■ STATED GOAL ■
Write out word for word every line from the start of the data below through the line holding "Outline every instance of the iguana spiny", with that line included.

(Extracted data entries)
____

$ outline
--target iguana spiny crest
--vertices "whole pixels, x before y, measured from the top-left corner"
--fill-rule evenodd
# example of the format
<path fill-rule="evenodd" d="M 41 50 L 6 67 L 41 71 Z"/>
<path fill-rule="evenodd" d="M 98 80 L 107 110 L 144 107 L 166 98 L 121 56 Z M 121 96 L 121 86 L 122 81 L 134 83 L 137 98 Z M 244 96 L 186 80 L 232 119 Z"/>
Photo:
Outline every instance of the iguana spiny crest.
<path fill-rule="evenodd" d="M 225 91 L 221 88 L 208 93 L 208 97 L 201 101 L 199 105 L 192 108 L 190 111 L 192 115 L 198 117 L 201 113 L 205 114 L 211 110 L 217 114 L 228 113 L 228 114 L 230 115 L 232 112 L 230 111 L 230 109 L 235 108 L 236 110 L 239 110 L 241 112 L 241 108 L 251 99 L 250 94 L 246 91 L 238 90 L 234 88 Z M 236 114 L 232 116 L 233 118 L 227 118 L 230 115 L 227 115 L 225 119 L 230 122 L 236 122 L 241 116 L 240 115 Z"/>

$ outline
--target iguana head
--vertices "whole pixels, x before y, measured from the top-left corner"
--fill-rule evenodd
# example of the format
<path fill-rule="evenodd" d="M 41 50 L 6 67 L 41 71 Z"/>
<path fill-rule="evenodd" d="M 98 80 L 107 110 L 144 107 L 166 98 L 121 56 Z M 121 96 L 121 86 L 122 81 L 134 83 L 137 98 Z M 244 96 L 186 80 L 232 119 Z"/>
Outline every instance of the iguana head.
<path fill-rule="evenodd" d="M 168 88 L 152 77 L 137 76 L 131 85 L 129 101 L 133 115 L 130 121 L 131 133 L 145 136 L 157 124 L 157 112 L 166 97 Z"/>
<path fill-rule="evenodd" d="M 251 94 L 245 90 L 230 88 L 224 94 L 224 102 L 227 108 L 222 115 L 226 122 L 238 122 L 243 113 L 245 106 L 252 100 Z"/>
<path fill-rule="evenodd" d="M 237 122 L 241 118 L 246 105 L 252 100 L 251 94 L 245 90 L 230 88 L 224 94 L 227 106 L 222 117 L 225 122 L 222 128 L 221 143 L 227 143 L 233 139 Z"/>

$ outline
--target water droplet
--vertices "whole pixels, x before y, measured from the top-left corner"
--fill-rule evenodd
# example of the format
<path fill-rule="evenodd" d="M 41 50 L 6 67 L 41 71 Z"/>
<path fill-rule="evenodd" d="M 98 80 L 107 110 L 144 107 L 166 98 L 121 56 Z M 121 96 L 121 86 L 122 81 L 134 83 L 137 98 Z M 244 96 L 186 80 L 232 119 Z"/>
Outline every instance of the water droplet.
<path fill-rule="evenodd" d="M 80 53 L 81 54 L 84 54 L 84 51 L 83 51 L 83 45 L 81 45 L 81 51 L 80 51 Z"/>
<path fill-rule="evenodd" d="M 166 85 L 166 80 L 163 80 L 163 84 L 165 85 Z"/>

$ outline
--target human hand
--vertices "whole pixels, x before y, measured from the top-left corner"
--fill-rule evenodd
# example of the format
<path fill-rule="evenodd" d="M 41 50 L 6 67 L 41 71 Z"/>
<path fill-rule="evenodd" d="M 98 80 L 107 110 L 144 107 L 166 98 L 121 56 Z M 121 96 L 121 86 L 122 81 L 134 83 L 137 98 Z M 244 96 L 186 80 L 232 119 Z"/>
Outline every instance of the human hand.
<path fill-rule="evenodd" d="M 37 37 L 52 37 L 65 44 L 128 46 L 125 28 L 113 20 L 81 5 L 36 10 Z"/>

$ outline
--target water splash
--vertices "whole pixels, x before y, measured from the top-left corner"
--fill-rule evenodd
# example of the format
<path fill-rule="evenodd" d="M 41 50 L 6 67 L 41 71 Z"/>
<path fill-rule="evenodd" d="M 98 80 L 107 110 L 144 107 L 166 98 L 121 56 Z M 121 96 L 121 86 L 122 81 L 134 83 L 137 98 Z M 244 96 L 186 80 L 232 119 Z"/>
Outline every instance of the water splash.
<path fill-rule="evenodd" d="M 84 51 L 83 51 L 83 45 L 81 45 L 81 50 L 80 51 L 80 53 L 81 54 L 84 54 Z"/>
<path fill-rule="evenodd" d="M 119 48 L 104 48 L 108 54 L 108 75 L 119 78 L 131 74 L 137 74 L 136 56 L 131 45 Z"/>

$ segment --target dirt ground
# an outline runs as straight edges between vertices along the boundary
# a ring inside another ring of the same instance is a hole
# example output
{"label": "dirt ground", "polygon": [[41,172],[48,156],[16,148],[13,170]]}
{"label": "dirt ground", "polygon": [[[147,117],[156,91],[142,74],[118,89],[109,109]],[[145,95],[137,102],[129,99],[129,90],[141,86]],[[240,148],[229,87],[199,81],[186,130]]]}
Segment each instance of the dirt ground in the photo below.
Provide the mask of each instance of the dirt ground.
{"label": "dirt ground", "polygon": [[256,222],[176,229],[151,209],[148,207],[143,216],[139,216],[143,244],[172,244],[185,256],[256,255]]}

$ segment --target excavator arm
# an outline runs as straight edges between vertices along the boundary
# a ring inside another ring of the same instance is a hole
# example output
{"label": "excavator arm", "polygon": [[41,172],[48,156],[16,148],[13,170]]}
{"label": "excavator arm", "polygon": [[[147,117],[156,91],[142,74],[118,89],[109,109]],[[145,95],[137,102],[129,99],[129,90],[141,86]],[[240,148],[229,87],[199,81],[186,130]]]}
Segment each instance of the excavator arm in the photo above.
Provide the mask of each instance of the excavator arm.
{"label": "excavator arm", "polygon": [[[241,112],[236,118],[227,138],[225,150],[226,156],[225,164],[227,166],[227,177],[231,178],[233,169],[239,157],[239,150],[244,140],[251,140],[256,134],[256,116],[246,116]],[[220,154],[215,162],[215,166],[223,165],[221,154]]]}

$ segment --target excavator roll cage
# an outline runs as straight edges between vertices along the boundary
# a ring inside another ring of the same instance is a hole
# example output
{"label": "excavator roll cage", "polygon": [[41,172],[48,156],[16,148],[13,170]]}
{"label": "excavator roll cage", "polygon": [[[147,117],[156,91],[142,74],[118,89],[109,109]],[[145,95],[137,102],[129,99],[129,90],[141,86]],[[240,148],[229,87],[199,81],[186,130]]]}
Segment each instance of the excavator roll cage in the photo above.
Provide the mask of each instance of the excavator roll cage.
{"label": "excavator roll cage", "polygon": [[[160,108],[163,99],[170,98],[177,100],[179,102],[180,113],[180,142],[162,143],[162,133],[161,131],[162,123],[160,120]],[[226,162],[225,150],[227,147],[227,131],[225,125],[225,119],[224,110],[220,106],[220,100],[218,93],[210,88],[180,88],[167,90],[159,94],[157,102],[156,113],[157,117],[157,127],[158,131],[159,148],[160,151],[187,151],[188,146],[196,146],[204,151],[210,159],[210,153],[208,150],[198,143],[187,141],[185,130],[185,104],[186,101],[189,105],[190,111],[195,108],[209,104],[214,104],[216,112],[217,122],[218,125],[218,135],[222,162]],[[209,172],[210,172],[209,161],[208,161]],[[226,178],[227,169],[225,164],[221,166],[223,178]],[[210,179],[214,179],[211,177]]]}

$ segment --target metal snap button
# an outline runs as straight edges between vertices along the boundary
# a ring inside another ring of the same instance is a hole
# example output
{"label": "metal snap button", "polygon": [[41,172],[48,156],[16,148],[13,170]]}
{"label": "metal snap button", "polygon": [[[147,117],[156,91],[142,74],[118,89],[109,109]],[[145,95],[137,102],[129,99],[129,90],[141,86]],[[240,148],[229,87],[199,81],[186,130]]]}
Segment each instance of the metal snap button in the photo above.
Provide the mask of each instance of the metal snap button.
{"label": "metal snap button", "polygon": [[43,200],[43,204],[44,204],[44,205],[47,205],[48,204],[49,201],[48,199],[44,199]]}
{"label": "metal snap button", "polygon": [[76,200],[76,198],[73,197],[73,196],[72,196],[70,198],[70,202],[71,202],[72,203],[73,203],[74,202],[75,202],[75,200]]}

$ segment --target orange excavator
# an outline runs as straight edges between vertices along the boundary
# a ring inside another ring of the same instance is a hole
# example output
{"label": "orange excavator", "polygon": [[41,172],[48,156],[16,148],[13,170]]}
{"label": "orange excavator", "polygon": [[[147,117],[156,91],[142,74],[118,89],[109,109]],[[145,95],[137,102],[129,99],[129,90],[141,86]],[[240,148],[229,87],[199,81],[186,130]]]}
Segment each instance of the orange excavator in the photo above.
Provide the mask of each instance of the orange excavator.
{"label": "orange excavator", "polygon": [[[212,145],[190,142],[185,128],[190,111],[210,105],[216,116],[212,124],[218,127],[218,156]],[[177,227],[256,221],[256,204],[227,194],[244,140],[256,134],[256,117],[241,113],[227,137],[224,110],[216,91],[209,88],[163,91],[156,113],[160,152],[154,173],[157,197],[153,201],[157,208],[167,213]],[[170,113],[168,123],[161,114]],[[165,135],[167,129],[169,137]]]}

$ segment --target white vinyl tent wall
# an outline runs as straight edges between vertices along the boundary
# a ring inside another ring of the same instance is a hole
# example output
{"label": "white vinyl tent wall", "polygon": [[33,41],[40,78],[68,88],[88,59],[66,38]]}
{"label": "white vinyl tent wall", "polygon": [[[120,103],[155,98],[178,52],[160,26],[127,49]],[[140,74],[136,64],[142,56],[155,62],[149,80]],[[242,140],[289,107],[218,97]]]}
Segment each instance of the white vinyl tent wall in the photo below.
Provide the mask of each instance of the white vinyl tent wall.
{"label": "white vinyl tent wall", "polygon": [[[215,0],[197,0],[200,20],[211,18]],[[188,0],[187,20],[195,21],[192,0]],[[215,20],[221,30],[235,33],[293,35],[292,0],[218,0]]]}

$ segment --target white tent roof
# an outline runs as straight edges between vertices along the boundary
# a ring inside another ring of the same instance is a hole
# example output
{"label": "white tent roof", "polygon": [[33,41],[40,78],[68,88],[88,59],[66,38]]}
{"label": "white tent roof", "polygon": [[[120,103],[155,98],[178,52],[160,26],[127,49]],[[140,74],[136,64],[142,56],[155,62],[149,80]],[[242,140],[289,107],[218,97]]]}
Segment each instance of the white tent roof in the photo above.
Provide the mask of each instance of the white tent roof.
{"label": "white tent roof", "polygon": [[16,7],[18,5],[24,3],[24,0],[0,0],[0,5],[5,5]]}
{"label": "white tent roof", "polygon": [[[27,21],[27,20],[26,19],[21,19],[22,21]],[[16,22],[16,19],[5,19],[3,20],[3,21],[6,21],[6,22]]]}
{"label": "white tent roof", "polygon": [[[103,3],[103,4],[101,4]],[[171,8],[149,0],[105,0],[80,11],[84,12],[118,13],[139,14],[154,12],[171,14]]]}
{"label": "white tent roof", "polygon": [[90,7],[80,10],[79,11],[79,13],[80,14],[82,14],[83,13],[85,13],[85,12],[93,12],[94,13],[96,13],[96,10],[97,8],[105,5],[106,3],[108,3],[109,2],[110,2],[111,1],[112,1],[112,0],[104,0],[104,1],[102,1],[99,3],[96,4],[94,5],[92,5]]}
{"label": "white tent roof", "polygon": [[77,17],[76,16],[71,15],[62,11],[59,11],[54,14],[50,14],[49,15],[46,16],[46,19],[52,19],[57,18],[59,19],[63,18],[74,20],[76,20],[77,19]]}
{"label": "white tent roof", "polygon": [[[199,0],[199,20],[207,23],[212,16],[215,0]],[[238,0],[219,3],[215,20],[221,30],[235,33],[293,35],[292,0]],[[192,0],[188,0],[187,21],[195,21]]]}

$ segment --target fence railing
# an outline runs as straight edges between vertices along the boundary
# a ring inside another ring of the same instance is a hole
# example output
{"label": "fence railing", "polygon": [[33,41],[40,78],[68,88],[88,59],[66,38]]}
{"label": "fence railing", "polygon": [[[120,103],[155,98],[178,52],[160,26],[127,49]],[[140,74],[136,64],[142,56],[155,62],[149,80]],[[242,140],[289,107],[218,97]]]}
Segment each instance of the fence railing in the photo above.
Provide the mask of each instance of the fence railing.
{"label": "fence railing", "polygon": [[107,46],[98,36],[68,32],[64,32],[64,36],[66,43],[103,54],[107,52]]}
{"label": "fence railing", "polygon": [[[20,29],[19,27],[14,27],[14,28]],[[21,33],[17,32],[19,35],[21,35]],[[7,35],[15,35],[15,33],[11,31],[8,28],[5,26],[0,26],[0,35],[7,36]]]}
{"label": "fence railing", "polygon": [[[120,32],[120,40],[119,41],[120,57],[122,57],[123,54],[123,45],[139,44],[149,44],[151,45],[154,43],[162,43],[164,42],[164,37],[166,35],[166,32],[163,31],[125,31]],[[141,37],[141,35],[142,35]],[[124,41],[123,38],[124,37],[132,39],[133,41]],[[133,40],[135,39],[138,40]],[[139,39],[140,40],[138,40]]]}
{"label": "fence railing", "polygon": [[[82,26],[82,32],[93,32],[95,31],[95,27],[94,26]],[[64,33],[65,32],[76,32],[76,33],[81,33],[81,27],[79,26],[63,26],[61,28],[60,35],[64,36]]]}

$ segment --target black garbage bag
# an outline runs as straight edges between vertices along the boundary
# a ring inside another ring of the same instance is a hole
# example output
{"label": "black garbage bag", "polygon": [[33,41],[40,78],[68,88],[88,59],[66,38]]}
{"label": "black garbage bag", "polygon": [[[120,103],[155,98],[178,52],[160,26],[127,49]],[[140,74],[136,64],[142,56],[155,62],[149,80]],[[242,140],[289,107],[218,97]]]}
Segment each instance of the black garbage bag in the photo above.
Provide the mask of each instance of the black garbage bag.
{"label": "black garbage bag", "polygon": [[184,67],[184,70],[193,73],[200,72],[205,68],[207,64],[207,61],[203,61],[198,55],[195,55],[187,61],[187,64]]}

____

■ TASK ANSWER ■
$ outline
--target iguana spiny crest
--vertices "whole pixels, x before y, measured from the top-left corner"
--fill-rule evenodd
# example of the format
<path fill-rule="evenodd" d="M 41 50 L 6 67 L 41 71 Z"/>
<path fill-rule="evenodd" d="M 98 80 L 107 110 L 144 107 L 166 98 L 121 56 Z M 121 96 L 121 86 L 122 81 L 134 83 L 137 98 Z M 244 96 L 186 80 L 232 119 Z"/>
Photo:
Outline every instance of the iguana spiny crest.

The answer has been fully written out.